» **WORK TO COMPLETE**: Copy out the full text about Morrissey's 1976 letter to Melody Maker word for word.

» **PROVIDED PASSAGE**:
____

“The Ramones have absolutely nothing to add that is of relevance or importance and should be rightly filed and forgotten”
– Morrissey, letter to Melody Maker, 1976

Steve Morrissey (born 22 May 1959) was age 17 when he wrote a letter to Melody Maker magazine damning The Ramones as “degenerate no-talents”.
Music mattered deeply to the boy who would go on to have a successful career as a solo artist and with his band, The Smiths. As he later wrote: “Pop music was all I ever had, and it was completely entwined with the image of the pop star. I remember feeling the person singing was actually with me and understood me and my predicament.”
So he was unhappy at that time? “Well, I had the most depressing teenage existence in the history of the entire human race and that, I think, is tragic enough,” the singer said in an interview with Red Door Records in 1983. “I seemed to be locked indoors for years and years and years and I don’t really feel that I had a youth of any description.”

Morrissey’s letter appeared in the July 24, 1976 issue of Melody Maker:
The Ramones are the latest bumptious band of degenerate no-talents whose most notable achievement to date is their ability to advance beyond the boundaries of New York City, and purely on the strength of a spate of convincing literature projecting the Ramones as God’s gift to rock music.

____

» **RECORDS SHOWN**:
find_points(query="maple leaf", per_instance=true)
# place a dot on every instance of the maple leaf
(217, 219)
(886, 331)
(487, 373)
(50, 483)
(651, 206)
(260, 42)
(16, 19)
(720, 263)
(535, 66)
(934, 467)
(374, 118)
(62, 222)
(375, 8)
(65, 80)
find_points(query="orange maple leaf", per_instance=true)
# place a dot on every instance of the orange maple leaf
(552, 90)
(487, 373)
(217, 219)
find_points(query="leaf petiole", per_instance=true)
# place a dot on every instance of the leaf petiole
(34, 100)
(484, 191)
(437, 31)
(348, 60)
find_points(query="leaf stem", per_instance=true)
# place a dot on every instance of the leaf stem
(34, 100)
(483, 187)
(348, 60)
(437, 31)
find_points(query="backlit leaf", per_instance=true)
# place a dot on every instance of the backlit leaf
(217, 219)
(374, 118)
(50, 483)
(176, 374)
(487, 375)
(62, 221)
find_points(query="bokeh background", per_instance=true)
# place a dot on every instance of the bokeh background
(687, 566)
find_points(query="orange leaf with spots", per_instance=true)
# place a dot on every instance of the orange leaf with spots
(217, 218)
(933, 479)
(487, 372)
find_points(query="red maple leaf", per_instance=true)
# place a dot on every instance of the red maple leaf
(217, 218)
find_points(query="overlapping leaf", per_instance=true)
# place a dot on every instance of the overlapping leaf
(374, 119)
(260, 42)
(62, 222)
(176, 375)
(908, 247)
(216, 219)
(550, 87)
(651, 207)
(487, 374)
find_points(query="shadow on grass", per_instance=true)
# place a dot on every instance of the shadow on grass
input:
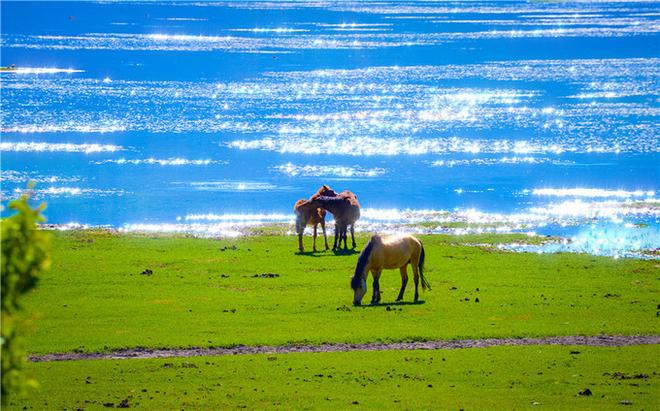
(397, 303)
(341, 251)
(327, 253)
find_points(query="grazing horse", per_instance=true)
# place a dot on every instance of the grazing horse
(345, 209)
(388, 253)
(309, 213)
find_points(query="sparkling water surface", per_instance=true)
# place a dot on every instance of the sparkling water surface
(466, 116)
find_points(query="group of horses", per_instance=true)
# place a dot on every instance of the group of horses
(344, 208)
(379, 253)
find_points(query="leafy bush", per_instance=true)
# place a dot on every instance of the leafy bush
(25, 253)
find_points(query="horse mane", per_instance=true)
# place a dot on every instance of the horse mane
(363, 259)
(328, 199)
(323, 189)
(298, 204)
(352, 198)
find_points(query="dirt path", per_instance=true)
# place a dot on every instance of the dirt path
(596, 341)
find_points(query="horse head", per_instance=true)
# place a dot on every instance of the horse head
(326, 192)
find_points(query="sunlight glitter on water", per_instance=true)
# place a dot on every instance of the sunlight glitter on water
(174, 161)
(590, 192)
(294, 170)
(59, 147)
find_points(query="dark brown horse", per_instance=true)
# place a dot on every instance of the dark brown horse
(345, 209)
(309, 213)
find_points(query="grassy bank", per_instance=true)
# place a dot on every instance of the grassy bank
(546, 377)
(203, 292)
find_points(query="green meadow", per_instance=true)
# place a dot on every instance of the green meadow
(534, 377)
(205, 292)
(107, 291)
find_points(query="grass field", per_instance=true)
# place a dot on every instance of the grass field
(546, 377)
(206, 292)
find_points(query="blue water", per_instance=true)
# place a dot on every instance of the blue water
(538, 117)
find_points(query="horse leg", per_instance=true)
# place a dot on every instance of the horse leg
(324, 236)
(404, 281)
(344, 236)
(416, 278)
(375, 297)
(353, 234)
(300, 247)
(335, 245)
(314, 246)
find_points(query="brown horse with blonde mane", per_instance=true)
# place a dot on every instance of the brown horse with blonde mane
(309, 213)
(345, 209)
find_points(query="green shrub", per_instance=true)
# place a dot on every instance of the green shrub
(25, 253)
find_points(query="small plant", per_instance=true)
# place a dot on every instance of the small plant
(25, 254)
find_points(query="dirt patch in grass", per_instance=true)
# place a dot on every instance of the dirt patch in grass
(596, 341)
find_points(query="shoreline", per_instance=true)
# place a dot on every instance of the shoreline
(519, 241)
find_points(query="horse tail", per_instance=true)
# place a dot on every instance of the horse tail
(298, 204)
(425, 283)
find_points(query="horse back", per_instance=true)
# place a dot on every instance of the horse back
(397, 251)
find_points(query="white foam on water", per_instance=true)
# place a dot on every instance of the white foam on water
(172, 161)
(12, 176)
(42, 70)
(258, 217)
(61, 128)
(234, 186)
(613, 240)
(591, 192)
(59, 147)
(211, 230)
(294, 170)
(499, 161)
(39, 193)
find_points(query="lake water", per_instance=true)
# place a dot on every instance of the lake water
(206, 117)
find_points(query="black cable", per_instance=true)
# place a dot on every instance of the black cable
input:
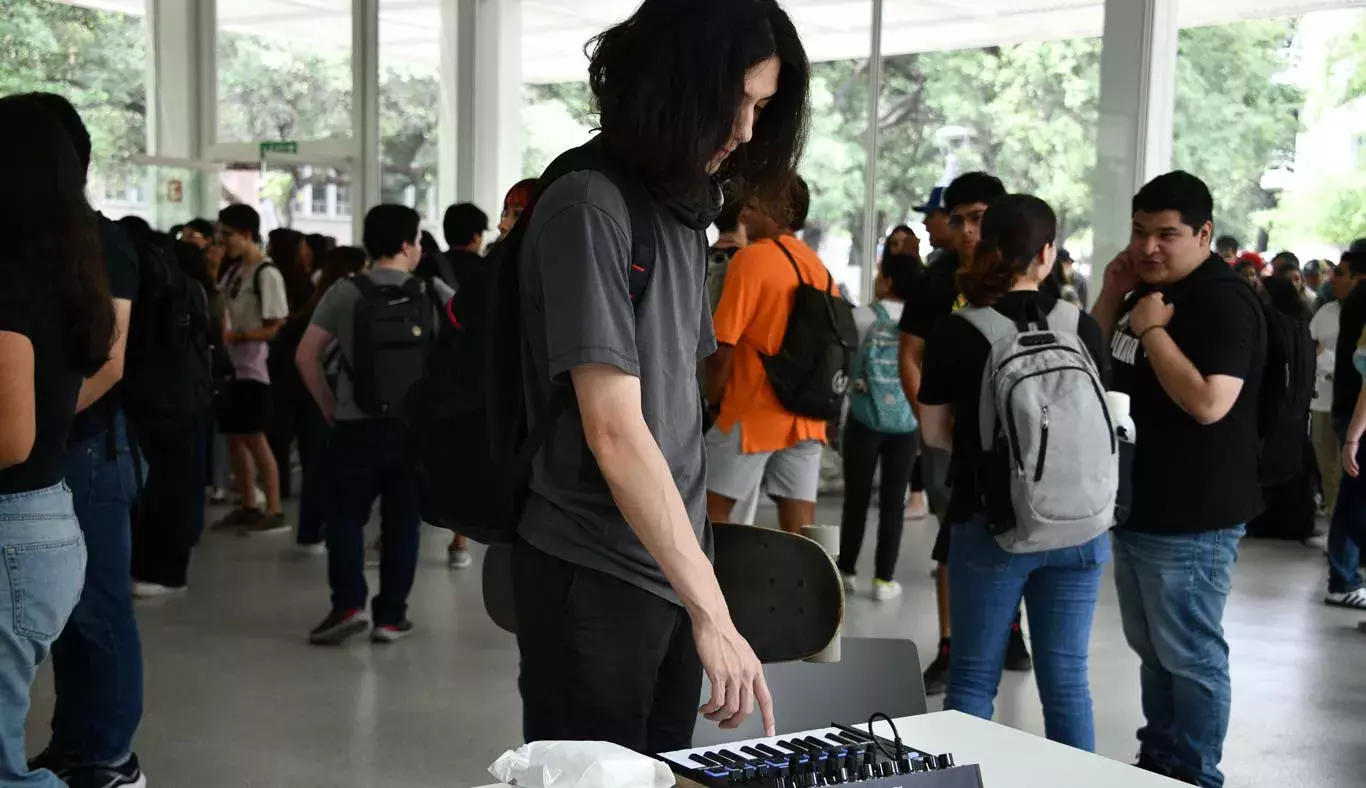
(896, 736)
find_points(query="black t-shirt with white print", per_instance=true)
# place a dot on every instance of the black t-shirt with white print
(1191, 478)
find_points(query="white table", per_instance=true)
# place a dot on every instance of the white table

____

» **ANSWER FOR THE TASK**:
“The Ramones have absolutely nothing to add that is of relevance or importance and should be rightly filed and forgotten”
– Morrissey, letter to Melody Maker, 1976

Steve Morrissey (born 22 May 1959) was age 17 when he wrote a letter to Melody Maker magazine damning The Ramones as “degenerate no-talents”.
Music mattered deeply to the boy who would go on to have a successful career as a solo artist and with his band, The Smiths. As he later wrote: “Pop music was all I ever had, and it was completely entwined with the image of the pop star. I remember feeling the person singing was actually with me and understood me and my predicament.”
So he was unhappy at that time? “Well, I had the most depressing teenage existence in the history of the entire human race and that, I think, is tragic enough,” the singer said in an interview with Red Door Records in 1983. “I seemed to be locked indoors for years and years and years and I don’t really feel that I had a youth of any description.”

Morrissey’s letter appeared in the July 24, 1976 issue of Melody Maker:
The Ramones are the latest bumptious band of degenerate no-talents whose most notable achievement to date is their ability to advance beyond the boundaries of New York City, and purely on the strength of a spate of convincing literature projecting the Ramones as God’s gift to rock music.